● SOURCE EXTRACT:
The most optimistic case we can imagine is analogous to AlexNet - a single good paper or prototype, representing about 1-3 person-years invested, manages a conceptual breakthrough and triggers a flood of interest that brings the time-to-threshold 5 years closer.

The most pessimistic case is that the time-to-threshold is not constrained at the margin by funding, talent or attention; perhaps sufficient resources are already invested across the various tech companies. In that case additional resources will be completely wasted.

Our median estimate is that a small research sub-field (involving ~10-30 people over 3-5 years) could bring the critical threshold 3 years closer.

Assuming this model is roughly right, we now apply the Scale-Neglectness-Solvability framework for cause prioritization (also known as ITN - Importance, Tractability, Neglectedness) as described by 80000 Hours.


The easiest problem to quantify is the direct effect on quality of life while consuming content from recommender systems. In 2017 Facebook users spent about 1 billion hours / day on the site; YouTube also claims more than a billion hours a day in 2019. Netflix in 2017 counted 140 million hours per day. Not all of this time is powered by recommender systems, but 2.4 billion user hours / day = 100 million user years / year is a reasonably conservative order of magnitude estimate.

What is the difference in experienced wellbeing in time on current recommender systems vs aligned recommender systems? 1% seems conservative, leading to 1 million QALYs lost every year simply from time spent on unaligned recommender systems.

It’s likely that the flow-through effects on the rest of users’ lives will be even greater, if the studies showing effects on mental health, cognitive function, relationships hold out, and if aligned recommender systems are able to significantly assist users in achieving their long term goals. Even more speculatively, if recommender systems are able to align with users’ extrapolated volition this may also have flow-through effects on social stability, wisdom, and long-termist attitudes in a way that helps mitigate existential risk.

It’s much harder to quantify the scale of the AGI alignment problem, insofar as aligning recommender systems helps solve it; we will defer to 80000 Hours’ estimate of 3 billion QALYs per year.


Culturally there’s a lot of awareness of the problems with unaligned recommender systems, so the amount of potential support to draw on seems high. Companies like Google and Facebook have announced initiatives around Digital Wellbeing and Time Well Spent, but it’s unclear how fundamental these changes are. There are some nonprofits like Center for Human Technology working on improving incentives for companies to adopt aligned recommenders, but none to our knowledge working on the technical problem itself.

How many full-time employees are dedicated to the problem? At the high end, we might count all ML, product, data analysis, and UI work on recommender systems as having some component of aligning with user values, in which case there is on the order of 1000s of people working on the problem globally. We estimate the number that are substantially engaging with the alignment problem (as opposed to improving user engagement) full-time is at least an order of magnitude lower, probably less than 100 people globally.

● PROVIDED MATERIAL:
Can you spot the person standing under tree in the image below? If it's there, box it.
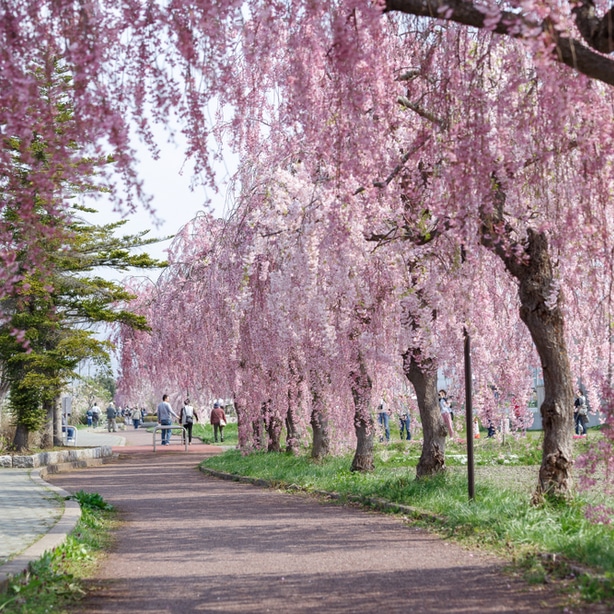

● TASK OBJECTIVE: Reproduce the recommender systems text above word for word, starting at "How many full-time" and continuing up to and including "100 people globally.".

● WRITTEN RESPONSE:
How many full-time employees are dedicated to the problem? At the high end, we might count all ML, product, data analysis, and UI work on recommender systems as having some component of aligning with user values, in which case there is on the order of 1000s of people working on the problem globally. We estimate the number that are substantially engaging with the alignment problem (as opposed to improving user engagement) full-time is at least an order of magnitude lower, probably less than 100 people globally.